▶ Record set
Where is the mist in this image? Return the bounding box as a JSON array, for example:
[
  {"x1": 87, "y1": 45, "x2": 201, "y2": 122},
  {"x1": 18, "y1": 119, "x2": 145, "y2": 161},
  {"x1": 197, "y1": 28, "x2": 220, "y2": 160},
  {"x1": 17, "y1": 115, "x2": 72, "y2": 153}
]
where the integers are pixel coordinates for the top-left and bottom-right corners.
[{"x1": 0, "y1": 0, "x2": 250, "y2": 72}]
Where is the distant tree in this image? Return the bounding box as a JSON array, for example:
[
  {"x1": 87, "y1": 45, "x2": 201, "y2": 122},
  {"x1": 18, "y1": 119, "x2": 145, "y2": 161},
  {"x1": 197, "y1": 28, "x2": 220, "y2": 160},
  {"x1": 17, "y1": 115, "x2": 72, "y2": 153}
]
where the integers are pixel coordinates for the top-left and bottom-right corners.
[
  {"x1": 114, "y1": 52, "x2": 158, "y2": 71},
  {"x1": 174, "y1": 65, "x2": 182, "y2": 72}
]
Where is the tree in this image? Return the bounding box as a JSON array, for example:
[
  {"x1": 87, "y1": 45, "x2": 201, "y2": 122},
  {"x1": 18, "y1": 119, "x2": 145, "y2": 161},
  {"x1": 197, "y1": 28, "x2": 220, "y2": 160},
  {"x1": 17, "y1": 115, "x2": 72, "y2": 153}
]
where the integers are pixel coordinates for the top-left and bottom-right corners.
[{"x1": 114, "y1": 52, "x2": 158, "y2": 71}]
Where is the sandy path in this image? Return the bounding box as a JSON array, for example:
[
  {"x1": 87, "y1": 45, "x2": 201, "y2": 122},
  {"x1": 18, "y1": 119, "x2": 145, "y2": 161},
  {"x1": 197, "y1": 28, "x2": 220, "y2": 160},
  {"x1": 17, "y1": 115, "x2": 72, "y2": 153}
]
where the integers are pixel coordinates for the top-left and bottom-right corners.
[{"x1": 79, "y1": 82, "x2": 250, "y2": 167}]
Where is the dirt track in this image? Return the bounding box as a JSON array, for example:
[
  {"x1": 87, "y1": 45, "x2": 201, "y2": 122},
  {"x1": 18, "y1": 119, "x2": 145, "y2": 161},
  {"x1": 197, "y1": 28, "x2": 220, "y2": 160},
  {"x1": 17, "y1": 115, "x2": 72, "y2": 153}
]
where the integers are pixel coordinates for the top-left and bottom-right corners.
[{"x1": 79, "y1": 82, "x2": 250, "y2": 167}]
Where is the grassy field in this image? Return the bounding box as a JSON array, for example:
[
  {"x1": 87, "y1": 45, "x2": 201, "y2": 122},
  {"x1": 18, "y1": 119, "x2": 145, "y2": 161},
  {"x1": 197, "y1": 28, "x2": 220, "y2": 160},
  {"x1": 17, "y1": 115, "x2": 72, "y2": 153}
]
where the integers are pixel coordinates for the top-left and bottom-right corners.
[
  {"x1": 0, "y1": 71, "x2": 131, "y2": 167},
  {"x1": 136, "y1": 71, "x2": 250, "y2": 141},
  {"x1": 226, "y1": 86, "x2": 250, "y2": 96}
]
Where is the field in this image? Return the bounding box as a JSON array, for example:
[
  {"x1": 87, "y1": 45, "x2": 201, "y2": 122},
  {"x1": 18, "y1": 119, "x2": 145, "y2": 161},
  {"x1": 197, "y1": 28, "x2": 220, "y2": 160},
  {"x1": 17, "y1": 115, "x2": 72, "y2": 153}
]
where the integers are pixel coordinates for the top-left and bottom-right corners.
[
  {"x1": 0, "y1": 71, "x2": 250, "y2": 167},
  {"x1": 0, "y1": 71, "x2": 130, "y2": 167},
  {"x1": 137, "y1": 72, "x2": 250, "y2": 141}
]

▶ What is needed
Could you rewrite every one of these rows with "pixel coordinates" changed to "image coordinates" and nothing else altered?

▶ Written solution
Where is the mist in this image? Return the bounding box as a JSON array, for example:
[
  {"x1": 87, "y1": 45, "x2": 201, "y2": 122},
  {"x1": 18, "y1": 119, "x2": 145, "y2": 161},
  {"x1": 197, "y1": 28, "x2": 220, "y2": 160},
  {"x1": 17, "y1": 115, "x2": 72, "y2": 153}
]
where the integers are image coordinates for the top-left and bottom-right corners.
[{"x1": 0, "y1": 0, "x2": 250, "y2": 72}]
Where is the distant tree in this image? Return the bounding box as a JSON array, for example:
[
  {"x1": 87, "y1": 45, "x2": 201, "y2": 122},
  {"x1": 18, "y1": 119, "x2": 145, "y2": 161},
  {"x1": 197, "y1": 28, "x2": 220, "y2": 160},
  {"x1": 17, "y1": 115, "x2": 72, "y2": 153}
]
where the integers are image coordinates for the top-left and bottom-right corners.
[
  {"x1": 114, "y1": 52, "x2": 158, "y2": 71},
  {"x1": 174, "y1": 65, "x2": 182, "y2": 72}
]
Where is the tree in this image? Return the bounding box as a JSON array, for example:
[
  {"x1": 87, "y1": 45, "x2": 201, "y2": 122},
  {"x1": 18, "y1": 119, "x2": 145, "y2": 161},
  {"x1": 197, "y1": 28, "x2": 220, "y2": 160},
  {"x1": 17, "y1": 115, "x2": 72, "y2": 153}
]
where the integers are image coordinates for the top-left and bottom-right corners.
[{"x1": 114, "y1": 52, "x2": 158, "y2": 71}]
Where is the sandy path in this image? Return the bounding box as a JSON array, for example:
[
  {"x1": 87, "y1": 45, "x2": 201, "y2": 122},
  {"x1": 18, "y1": 119, "x2": 145, "y2": 161},
  {"x1": 197, "y1": 28, "x2": 220, "y2": 160},
  {"x1": 17, "y1": 115, "x2": 72, "y2": 153}
]
where the integers are image coordinates for the top-left and bottom-right corners.
[{"x1": 79, "y1": 82, "x2": 250, "y2": 167}]
Where is the dirt track in this image? Return the bounding box as a JSON array, for example:
[
  {"x1": 87, "y1": 45, "x2": 201, "y2": 122},
  {"x1": 18, "y1": 119, "x2": 145, "y2": 161},
  {"x1": 197, "y1": 28, "x2": 220, "y2": 160},
  {"x1": 17, "y1": 115, "x2": 72, "y2": 153}
]
where the integers are image coordinates for the top-left and bottom-right corners.
[{"x1": 79, "y1": 82, "x2": 250, "y2": 167}]
Where is the grassy field in this image? Return the bounding box as a JSON array, for example:
[
  {"x1": 87, "y1": 45, "x2": 201, "y2": 122},
  {"x1": 18, "y1": 119, "x2": 145, "y2": 161},
  {"x1": 197, "y1": 28, "x2": 220, "y2": 160},
  {"x1": 17, "y1": 115, "x2": 72, "y2": 153}
]
where the integers are image coordinates for the top-left and bottom-right corners.
[
  {"x1": 0, "y1": 71, "x2": 131, "y2": 167},
  {"x1": 136, "y1": 71, "x2": 250, "y2": 141},
  {"x1": 226, "y1": 86, "x2": 250, "y2": 96}
]
Where is the field in this image? Return the bounding box as a JSON array, for example:
[
  {"x1": 87, "y1": 45, "x2": 201, "y2": 122},
  {"x1": 18, "y1": 119, "x2": 145, "y2": 161},
  {"x1": 197, "y1": 28, "x2": 220, "y2": 160},
  {"x1": 17, "y1": 115, "x2": 72, "y2": 153}
]
where the integers are image coordinates for the top-left and bottom-right corners.
[
  {"x1": 0, "y1": 71, "x2": 250, "y2": 167},
  {"x1": 0, "y1": 71, "x2": 130, "y2": 167},
  {"x1": 137, "y1": 72, "x2": 250, "y2": 141}
]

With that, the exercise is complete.